YOUR OBJECTIVE
You are asked to filter the data below and copy every line holding "black".

SUPPLIED DATA
.....

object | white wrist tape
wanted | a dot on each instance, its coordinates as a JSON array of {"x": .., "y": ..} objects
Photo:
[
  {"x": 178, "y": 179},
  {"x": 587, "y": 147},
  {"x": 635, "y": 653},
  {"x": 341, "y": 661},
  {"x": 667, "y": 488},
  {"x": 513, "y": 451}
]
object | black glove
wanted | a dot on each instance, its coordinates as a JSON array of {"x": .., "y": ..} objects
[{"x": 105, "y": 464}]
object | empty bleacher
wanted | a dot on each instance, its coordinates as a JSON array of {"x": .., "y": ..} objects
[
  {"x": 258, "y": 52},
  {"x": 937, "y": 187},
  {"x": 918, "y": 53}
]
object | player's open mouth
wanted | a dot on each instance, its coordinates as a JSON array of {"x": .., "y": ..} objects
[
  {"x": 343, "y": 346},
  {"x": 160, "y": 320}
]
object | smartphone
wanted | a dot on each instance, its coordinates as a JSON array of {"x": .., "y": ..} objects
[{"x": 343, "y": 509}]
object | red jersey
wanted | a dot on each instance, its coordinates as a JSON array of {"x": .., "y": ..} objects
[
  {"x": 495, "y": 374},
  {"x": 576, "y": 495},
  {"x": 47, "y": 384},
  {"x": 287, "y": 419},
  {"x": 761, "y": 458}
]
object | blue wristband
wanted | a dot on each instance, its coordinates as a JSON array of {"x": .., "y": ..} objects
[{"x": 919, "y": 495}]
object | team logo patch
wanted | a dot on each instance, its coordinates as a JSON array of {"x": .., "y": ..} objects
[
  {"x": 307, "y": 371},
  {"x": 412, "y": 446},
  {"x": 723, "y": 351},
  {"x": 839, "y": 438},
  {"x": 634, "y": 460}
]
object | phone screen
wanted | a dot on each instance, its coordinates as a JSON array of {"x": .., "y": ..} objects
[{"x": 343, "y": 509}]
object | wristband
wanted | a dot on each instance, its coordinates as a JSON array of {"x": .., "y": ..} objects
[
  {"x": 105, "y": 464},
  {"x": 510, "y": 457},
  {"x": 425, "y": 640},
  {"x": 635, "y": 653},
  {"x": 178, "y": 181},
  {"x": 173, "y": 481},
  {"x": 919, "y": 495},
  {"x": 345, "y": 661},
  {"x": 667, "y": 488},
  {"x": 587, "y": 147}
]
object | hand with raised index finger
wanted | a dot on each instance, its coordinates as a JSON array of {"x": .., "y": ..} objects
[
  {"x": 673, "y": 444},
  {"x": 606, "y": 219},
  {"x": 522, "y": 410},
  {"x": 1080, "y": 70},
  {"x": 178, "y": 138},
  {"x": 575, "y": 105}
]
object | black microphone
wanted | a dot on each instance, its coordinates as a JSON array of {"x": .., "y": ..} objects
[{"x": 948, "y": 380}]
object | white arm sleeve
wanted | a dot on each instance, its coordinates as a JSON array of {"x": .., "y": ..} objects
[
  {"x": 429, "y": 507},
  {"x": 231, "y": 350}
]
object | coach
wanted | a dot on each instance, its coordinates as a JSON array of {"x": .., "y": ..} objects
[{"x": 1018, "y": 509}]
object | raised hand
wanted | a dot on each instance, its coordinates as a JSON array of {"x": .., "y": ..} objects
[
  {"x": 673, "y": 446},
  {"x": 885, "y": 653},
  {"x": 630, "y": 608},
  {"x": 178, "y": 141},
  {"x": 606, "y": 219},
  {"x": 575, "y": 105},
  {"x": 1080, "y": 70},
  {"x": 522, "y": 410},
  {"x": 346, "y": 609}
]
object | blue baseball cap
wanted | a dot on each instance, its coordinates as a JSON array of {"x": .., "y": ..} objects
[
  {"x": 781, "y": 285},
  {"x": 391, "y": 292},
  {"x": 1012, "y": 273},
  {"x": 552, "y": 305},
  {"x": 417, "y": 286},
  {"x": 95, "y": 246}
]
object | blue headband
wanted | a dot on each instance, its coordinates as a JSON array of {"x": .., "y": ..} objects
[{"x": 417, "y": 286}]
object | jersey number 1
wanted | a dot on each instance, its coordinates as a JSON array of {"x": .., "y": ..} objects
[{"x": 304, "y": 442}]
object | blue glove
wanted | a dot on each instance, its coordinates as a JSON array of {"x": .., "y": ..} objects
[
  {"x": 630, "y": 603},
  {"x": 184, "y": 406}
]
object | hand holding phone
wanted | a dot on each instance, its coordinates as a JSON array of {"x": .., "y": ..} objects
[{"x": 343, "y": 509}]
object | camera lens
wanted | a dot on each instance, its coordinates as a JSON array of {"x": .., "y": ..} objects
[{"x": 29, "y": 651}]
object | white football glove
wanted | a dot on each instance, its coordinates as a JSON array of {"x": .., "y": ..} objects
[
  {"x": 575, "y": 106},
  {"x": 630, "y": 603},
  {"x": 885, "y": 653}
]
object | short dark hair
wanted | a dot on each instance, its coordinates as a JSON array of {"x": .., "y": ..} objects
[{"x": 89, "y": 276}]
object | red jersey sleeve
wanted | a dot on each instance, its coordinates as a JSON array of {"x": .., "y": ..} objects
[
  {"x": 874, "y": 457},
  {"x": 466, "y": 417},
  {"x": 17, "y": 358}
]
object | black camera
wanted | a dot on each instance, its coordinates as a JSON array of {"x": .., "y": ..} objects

.....

TASK ANSWER
object | black glove
object | black microphone
object | black camera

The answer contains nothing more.